## What you are asked to do
How many lines in the entries below contain the string "wrist"? Reply with the number alone.

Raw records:
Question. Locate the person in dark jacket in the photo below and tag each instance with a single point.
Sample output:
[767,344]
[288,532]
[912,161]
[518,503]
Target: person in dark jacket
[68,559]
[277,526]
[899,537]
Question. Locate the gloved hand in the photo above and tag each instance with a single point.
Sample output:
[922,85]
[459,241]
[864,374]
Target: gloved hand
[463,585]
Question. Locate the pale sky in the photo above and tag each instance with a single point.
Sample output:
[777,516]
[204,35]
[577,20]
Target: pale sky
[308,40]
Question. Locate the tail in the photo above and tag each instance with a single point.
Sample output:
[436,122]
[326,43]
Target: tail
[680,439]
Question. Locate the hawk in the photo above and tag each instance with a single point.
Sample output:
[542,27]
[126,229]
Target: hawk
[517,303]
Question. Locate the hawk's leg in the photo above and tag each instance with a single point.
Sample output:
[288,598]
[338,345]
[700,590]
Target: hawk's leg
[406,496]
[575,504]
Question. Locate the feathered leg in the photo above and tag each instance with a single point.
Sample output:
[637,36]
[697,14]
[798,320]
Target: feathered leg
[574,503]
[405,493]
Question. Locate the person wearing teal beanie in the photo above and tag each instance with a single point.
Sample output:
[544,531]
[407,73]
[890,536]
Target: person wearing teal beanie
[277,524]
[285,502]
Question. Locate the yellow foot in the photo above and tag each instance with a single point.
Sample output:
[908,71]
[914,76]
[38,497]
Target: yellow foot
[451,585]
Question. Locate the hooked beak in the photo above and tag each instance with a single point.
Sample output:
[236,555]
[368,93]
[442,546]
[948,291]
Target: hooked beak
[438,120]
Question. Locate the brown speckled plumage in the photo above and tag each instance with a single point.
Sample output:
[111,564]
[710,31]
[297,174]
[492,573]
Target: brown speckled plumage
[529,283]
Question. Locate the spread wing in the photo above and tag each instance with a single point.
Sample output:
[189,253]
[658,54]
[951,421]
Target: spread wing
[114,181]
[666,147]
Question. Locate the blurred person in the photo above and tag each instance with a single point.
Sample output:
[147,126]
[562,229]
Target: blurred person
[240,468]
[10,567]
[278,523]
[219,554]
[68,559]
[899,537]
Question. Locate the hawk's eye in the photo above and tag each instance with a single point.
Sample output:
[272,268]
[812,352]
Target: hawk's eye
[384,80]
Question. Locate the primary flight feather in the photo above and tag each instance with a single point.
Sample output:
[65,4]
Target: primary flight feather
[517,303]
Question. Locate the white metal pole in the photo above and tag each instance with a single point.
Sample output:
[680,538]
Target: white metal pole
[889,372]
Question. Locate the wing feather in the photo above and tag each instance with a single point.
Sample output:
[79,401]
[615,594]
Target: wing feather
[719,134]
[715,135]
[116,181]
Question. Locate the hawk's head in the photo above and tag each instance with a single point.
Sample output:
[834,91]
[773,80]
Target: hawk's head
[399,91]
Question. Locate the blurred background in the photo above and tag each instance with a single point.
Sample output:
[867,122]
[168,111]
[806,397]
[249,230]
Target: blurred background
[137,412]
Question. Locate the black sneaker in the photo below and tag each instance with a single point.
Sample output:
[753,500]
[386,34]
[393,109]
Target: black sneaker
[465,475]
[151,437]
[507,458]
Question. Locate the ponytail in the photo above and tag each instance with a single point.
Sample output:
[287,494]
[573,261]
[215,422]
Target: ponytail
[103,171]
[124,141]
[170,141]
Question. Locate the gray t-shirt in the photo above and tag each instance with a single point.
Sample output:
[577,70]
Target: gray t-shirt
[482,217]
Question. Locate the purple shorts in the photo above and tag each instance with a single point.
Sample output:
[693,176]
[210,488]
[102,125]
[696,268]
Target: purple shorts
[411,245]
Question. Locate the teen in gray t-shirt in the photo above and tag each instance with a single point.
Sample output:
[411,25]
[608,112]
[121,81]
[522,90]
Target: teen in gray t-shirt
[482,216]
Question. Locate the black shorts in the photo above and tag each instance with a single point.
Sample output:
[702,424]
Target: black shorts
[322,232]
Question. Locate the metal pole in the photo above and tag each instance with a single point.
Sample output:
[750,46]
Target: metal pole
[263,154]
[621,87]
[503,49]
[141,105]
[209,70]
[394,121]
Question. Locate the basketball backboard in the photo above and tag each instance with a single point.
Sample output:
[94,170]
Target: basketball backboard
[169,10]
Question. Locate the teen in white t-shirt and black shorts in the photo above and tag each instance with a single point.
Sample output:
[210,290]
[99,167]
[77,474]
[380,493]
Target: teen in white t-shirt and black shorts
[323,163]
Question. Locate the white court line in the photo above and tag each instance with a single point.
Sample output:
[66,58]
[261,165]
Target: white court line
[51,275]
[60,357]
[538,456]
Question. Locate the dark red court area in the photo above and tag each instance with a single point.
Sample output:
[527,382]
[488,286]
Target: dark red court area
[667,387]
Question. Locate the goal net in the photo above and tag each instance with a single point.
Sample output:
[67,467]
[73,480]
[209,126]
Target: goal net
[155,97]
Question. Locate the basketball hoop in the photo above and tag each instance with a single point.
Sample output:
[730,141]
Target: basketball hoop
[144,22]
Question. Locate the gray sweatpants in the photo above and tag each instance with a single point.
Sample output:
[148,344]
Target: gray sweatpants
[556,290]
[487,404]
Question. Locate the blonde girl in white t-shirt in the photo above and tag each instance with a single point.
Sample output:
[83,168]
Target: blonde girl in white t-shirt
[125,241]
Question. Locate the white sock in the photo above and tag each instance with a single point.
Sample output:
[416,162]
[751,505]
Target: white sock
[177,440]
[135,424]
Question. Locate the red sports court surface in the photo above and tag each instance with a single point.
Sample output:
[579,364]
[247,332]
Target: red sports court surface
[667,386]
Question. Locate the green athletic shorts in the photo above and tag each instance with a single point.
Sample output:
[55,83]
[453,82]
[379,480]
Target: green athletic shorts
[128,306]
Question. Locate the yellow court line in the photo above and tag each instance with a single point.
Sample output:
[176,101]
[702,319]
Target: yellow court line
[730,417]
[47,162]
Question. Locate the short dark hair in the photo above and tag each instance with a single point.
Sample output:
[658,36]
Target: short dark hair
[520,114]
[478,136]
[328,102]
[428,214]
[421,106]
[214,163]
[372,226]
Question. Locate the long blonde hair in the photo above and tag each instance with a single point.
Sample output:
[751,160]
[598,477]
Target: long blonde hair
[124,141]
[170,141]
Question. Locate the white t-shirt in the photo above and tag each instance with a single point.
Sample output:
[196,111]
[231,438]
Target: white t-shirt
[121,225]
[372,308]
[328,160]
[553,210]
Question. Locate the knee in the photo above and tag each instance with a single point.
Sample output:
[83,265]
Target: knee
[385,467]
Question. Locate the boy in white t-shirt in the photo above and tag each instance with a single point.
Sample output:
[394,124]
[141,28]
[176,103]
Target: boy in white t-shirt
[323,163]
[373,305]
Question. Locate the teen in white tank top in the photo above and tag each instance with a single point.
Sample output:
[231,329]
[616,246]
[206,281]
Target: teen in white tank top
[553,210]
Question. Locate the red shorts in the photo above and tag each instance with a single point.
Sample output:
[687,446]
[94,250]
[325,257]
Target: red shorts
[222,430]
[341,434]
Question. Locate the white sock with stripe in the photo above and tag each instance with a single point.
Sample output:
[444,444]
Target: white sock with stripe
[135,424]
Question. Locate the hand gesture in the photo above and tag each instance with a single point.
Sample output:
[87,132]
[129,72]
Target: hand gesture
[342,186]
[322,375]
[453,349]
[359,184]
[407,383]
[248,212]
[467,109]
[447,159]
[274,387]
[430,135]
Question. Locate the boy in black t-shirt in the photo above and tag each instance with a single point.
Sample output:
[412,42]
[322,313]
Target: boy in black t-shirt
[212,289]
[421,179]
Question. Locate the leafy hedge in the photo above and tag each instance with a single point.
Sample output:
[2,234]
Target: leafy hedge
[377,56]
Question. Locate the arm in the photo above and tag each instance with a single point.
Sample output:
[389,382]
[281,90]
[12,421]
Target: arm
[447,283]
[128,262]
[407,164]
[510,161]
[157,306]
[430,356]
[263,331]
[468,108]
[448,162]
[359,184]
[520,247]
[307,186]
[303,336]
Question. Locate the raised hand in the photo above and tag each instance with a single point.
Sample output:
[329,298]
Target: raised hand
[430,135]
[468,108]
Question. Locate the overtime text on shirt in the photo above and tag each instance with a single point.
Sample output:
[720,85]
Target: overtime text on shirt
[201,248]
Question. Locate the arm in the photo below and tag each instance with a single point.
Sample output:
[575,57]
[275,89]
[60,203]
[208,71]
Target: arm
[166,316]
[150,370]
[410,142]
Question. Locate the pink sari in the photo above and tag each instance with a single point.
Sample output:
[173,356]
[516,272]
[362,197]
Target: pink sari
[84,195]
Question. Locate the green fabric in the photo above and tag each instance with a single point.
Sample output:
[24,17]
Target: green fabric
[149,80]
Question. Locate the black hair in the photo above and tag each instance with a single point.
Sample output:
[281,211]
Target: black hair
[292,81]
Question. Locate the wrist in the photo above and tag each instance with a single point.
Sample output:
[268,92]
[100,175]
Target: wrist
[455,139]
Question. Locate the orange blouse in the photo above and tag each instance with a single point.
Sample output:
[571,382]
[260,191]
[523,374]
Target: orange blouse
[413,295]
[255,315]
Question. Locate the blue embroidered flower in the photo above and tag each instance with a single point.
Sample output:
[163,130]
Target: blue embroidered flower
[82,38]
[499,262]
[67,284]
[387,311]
==
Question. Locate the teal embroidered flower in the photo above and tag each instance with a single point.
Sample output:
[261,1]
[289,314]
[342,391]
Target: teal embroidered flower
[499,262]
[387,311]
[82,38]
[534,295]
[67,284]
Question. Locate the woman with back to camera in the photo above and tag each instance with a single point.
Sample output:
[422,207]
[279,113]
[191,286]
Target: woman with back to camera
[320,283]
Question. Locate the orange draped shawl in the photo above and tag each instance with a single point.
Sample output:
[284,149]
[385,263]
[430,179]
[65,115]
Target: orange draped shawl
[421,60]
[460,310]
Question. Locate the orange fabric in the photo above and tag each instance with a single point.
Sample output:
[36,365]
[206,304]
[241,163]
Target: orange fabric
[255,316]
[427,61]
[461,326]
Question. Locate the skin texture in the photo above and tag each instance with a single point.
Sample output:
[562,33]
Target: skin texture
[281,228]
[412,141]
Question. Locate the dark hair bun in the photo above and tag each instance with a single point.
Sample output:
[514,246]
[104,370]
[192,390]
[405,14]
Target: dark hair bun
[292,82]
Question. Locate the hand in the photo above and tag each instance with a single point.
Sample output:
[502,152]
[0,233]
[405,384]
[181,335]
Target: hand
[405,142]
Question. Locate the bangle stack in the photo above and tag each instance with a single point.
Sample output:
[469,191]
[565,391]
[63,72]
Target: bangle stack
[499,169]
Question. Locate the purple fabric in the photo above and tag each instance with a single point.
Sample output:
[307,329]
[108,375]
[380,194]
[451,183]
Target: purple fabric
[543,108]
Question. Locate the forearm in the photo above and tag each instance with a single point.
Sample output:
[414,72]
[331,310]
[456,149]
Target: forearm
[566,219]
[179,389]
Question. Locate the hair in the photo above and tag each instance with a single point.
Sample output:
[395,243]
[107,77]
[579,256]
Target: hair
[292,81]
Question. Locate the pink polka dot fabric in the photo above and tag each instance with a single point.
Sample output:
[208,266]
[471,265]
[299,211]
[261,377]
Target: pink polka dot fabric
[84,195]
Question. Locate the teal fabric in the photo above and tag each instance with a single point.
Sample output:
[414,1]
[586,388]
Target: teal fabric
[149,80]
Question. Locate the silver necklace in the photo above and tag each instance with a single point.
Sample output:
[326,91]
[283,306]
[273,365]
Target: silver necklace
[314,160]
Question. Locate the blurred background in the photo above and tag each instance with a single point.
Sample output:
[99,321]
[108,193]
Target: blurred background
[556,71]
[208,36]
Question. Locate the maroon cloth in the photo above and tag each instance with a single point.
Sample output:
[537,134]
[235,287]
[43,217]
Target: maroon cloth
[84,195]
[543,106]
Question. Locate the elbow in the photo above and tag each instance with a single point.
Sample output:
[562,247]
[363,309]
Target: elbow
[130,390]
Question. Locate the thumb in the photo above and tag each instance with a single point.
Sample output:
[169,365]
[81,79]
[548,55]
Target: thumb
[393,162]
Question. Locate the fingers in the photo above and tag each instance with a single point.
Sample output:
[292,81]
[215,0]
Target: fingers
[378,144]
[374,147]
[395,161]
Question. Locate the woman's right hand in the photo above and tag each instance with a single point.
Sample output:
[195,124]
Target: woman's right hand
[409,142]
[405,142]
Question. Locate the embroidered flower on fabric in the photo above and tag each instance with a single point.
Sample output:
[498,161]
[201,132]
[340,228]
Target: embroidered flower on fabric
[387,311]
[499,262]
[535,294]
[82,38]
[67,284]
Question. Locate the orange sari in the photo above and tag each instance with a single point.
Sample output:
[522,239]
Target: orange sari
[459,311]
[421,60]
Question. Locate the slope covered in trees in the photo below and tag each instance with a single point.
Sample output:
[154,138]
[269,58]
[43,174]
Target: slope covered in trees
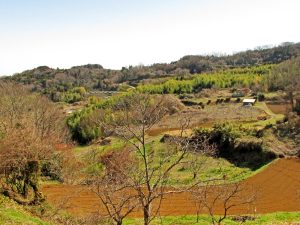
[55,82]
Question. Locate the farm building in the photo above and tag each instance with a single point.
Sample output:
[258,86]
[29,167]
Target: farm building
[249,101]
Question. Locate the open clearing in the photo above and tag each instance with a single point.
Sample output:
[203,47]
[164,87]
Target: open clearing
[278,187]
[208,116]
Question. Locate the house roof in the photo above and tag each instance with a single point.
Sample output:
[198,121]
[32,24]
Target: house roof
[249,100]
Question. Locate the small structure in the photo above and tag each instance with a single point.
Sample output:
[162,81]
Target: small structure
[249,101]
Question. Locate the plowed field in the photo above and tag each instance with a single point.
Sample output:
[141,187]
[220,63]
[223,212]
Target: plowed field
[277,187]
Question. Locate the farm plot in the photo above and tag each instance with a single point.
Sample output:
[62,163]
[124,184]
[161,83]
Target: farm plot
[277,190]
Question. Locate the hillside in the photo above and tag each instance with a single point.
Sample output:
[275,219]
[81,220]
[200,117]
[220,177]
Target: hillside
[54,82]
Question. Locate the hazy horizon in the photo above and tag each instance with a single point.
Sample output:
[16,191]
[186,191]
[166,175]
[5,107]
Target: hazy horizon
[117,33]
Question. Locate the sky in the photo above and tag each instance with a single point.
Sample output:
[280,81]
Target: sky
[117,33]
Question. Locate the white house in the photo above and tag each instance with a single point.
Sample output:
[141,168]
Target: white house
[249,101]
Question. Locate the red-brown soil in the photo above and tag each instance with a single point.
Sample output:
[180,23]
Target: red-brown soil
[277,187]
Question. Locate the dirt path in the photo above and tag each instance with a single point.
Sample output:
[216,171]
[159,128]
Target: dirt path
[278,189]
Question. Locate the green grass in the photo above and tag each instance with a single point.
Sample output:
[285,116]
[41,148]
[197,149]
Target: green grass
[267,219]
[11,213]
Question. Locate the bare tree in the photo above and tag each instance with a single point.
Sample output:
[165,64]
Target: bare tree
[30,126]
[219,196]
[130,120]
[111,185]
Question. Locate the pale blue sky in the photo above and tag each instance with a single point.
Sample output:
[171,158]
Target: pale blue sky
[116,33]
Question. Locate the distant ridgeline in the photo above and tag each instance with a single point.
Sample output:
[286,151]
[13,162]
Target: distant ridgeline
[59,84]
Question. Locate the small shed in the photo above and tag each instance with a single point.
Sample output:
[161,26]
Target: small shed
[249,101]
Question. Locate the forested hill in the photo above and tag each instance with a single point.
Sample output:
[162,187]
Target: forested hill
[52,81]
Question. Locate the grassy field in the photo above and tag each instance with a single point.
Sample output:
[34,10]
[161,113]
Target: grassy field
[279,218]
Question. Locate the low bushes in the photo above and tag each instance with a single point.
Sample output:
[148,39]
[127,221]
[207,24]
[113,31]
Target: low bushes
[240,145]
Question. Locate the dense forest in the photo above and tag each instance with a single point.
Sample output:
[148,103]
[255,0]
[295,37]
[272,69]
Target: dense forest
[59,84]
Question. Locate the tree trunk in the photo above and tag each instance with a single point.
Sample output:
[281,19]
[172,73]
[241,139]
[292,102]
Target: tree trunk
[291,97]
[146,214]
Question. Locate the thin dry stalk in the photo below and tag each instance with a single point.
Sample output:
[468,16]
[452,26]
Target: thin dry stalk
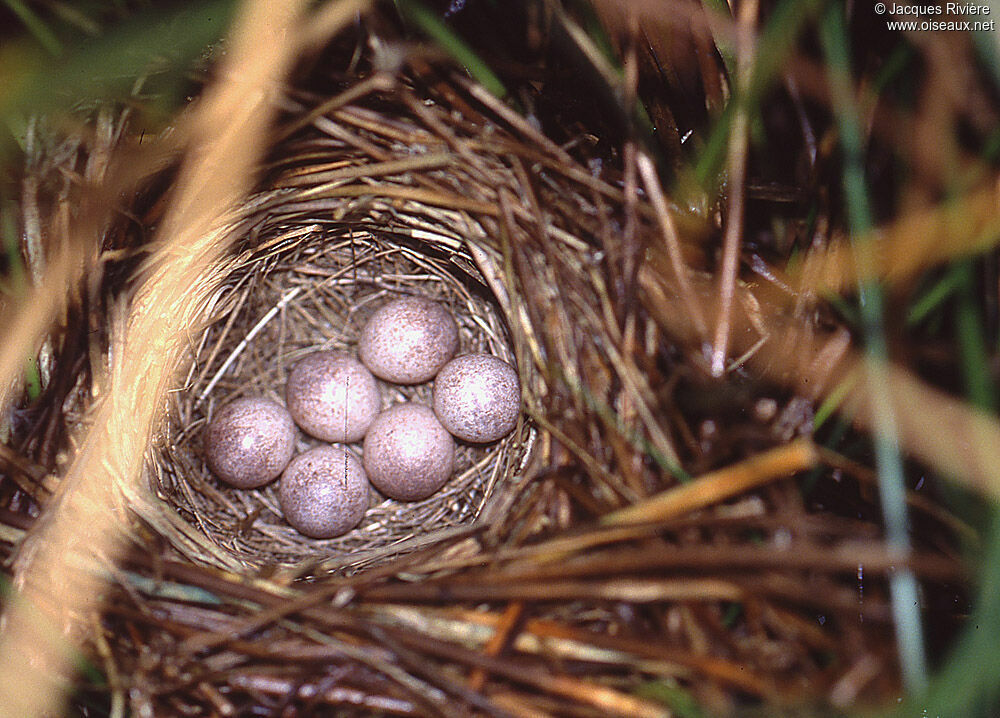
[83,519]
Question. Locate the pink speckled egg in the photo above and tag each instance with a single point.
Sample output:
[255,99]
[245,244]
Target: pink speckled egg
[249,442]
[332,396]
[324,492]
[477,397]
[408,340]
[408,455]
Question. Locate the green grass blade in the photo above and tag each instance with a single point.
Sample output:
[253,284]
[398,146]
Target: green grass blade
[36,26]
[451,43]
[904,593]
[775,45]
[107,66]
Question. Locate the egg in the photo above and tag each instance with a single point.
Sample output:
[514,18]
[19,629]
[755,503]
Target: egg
* * *
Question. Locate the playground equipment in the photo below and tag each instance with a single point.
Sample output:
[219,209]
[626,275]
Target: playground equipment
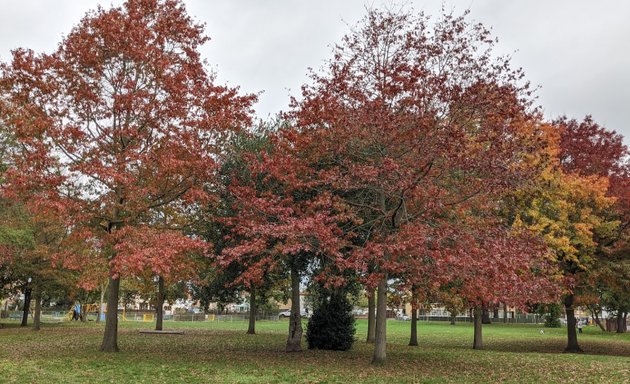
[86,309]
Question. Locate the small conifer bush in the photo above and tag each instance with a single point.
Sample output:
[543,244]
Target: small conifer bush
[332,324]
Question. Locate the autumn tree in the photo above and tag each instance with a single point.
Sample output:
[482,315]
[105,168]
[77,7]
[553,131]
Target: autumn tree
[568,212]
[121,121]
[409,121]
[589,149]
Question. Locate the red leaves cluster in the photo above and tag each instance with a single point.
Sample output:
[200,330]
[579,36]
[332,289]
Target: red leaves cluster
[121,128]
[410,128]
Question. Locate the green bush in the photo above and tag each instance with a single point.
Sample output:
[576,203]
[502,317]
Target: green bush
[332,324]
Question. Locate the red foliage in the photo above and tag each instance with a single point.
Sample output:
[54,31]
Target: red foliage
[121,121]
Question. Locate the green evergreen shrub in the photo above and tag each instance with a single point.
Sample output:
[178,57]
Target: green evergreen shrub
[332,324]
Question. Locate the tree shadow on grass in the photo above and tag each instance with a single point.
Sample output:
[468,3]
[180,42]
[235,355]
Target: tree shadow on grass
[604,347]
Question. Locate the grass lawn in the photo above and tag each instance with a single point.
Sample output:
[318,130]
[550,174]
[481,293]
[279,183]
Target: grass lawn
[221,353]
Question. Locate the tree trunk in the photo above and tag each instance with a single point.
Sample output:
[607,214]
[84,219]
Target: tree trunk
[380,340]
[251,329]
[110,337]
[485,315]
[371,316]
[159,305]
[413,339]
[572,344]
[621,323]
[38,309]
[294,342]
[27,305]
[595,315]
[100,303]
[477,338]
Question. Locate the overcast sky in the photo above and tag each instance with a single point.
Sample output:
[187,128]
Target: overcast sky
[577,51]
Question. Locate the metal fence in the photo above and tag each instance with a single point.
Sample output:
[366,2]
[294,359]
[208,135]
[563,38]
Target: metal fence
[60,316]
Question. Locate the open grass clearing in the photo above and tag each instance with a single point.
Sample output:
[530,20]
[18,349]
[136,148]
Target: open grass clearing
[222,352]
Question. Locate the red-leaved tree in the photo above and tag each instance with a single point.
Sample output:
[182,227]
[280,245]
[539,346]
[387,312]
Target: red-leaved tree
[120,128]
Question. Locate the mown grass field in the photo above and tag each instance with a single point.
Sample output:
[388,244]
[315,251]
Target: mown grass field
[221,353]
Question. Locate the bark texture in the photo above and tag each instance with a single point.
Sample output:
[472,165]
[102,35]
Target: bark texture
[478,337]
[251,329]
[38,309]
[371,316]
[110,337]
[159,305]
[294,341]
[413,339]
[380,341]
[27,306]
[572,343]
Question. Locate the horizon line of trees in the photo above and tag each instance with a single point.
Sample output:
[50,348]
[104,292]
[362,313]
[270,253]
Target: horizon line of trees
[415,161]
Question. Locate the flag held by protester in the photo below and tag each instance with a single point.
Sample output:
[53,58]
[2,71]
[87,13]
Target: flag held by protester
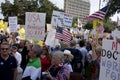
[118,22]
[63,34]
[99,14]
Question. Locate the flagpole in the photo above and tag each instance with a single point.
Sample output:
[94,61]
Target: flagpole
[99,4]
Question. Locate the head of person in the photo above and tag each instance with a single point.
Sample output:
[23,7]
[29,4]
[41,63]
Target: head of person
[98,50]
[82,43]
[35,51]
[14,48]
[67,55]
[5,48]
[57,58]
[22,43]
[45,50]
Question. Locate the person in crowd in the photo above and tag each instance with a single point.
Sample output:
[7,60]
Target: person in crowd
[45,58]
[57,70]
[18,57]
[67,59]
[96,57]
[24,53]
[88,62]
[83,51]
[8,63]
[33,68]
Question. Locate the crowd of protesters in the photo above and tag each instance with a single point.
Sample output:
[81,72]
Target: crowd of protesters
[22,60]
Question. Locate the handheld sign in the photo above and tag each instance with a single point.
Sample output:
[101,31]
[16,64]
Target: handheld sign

## Solved problem
2